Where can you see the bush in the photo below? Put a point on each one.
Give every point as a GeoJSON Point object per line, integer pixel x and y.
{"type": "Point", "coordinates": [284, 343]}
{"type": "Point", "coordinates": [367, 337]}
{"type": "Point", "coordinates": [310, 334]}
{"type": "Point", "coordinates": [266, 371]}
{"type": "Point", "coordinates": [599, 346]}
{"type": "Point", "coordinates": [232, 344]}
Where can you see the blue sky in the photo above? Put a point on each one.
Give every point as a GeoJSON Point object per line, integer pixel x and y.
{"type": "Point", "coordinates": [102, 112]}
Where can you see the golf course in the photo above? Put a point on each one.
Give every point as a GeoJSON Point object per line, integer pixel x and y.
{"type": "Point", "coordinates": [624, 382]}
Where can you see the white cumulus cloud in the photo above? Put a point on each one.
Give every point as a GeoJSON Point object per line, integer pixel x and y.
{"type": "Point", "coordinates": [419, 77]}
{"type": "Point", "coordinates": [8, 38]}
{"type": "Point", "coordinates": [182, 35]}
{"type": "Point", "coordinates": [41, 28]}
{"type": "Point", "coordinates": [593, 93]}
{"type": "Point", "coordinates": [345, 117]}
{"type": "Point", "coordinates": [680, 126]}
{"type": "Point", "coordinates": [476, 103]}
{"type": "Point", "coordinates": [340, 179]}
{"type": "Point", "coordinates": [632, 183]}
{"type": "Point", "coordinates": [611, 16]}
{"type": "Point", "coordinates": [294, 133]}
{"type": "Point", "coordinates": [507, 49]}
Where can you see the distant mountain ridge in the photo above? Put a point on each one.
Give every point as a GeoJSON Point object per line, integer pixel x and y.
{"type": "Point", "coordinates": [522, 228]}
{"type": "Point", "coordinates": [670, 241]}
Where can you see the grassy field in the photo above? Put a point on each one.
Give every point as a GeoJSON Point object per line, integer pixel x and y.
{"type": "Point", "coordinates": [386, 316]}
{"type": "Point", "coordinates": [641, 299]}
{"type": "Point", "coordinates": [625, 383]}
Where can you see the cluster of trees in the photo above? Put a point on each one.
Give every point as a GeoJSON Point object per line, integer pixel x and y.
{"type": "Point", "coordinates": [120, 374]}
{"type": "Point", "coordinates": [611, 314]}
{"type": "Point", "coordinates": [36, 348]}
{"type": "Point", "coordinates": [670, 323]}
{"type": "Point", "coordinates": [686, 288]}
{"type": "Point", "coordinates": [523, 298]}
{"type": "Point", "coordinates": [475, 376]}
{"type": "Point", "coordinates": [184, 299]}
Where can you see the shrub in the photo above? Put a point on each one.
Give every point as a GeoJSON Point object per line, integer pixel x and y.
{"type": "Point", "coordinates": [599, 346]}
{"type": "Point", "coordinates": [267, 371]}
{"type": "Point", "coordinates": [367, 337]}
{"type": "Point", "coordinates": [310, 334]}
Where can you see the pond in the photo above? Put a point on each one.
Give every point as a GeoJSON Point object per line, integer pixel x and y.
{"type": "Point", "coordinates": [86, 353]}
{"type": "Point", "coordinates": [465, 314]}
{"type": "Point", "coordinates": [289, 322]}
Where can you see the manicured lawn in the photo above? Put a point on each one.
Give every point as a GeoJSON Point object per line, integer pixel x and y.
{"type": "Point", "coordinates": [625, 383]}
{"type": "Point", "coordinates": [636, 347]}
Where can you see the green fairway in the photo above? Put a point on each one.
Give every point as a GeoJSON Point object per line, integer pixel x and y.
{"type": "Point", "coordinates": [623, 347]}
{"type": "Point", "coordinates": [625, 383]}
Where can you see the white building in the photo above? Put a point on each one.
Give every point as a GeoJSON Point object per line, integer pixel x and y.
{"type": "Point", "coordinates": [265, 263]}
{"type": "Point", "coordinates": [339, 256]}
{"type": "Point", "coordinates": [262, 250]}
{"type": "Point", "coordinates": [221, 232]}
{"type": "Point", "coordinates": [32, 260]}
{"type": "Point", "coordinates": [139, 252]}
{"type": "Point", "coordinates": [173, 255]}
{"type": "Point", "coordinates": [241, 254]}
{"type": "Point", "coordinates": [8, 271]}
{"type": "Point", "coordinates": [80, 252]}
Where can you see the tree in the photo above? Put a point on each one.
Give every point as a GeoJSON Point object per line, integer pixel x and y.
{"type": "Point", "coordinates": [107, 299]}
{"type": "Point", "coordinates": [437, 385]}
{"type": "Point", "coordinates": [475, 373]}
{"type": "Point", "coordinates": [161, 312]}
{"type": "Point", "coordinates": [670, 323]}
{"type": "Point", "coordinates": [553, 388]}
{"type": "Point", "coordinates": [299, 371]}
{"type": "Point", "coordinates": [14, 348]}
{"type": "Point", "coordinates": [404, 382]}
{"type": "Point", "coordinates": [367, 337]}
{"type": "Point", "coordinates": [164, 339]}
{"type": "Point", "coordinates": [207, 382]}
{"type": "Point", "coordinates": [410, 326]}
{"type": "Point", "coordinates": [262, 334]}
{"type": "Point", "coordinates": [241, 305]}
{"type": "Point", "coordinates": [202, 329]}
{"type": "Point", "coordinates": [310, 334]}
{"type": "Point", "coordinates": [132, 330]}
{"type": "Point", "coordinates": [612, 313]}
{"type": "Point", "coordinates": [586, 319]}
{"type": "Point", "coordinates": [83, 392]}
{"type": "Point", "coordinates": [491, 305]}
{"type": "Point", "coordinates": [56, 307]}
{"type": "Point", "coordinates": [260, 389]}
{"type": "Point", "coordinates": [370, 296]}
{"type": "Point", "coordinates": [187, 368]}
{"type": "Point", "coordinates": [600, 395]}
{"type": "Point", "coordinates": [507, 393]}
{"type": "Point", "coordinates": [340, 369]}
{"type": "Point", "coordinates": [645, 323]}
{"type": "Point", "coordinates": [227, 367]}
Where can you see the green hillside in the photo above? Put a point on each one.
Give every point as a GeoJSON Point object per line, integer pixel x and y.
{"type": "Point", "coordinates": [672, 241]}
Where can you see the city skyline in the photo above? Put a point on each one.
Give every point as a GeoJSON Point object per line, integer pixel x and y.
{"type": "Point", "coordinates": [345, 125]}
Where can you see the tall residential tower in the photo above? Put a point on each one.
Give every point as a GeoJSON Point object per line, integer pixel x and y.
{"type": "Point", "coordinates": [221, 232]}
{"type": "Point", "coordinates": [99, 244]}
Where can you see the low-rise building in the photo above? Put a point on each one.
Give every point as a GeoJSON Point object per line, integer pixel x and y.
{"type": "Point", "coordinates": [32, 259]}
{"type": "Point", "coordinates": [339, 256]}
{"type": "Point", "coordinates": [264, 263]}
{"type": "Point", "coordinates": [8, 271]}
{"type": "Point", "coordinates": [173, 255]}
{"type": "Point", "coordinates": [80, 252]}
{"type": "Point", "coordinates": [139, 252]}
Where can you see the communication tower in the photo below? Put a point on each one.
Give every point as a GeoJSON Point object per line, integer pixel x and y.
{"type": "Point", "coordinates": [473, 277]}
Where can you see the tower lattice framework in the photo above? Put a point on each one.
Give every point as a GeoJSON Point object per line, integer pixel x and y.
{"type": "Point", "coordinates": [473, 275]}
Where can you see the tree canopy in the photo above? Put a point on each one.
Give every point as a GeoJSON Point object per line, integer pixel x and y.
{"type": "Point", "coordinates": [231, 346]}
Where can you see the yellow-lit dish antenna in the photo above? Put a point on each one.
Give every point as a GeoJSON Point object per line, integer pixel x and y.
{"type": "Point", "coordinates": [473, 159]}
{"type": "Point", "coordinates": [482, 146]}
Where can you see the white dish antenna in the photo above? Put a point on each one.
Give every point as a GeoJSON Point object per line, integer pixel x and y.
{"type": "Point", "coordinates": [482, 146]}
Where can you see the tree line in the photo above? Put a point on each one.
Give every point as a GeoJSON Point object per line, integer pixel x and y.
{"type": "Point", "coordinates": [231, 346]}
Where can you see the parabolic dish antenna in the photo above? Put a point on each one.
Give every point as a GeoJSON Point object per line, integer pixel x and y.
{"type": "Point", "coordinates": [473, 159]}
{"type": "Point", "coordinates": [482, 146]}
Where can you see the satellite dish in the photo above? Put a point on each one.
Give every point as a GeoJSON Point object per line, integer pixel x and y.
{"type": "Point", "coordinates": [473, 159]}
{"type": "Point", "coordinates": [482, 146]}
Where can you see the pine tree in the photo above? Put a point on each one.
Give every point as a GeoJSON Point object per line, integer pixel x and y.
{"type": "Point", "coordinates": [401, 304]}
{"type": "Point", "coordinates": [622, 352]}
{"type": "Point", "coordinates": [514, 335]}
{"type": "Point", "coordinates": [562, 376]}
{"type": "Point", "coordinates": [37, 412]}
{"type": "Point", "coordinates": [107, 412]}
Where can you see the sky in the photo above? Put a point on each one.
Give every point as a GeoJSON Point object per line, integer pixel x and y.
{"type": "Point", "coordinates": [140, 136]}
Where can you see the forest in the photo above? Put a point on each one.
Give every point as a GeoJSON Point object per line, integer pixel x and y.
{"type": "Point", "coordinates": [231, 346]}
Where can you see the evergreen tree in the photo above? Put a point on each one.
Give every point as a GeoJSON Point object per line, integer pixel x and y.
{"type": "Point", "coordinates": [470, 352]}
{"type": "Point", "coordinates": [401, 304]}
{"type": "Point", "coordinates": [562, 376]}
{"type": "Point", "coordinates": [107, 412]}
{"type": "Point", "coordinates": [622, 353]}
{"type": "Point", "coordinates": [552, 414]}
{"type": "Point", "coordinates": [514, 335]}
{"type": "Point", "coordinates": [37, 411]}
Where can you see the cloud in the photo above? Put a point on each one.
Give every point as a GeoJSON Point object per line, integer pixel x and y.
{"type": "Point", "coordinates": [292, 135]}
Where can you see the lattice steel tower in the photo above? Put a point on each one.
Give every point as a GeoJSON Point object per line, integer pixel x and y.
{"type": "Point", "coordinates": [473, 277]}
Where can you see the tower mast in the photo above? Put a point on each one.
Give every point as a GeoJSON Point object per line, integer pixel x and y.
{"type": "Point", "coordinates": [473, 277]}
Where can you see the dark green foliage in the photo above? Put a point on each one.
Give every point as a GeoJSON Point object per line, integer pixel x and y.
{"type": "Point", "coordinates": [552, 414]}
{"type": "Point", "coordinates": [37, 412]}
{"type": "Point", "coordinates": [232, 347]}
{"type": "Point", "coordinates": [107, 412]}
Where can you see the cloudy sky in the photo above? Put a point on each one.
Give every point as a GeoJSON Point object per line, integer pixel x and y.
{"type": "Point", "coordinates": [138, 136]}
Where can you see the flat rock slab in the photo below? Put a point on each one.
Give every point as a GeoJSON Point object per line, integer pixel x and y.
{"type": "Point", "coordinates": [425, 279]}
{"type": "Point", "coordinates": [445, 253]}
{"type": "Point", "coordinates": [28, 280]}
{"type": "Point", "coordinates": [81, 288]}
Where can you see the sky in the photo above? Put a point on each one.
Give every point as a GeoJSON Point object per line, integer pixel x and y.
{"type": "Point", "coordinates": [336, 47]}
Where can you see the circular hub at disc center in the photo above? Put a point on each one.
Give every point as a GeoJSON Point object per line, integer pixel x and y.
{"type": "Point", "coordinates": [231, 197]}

**Assignment:** Go through the material above and copy each line that has the word "white".

**Exercise output:**
Where can you see the white cumulus cloud in the photo above? Put a point on each one.
Where can you see the white building in the photo above? Put a point on each one.
Where can you see the white dish antenna in the photo above? Put a point on each one.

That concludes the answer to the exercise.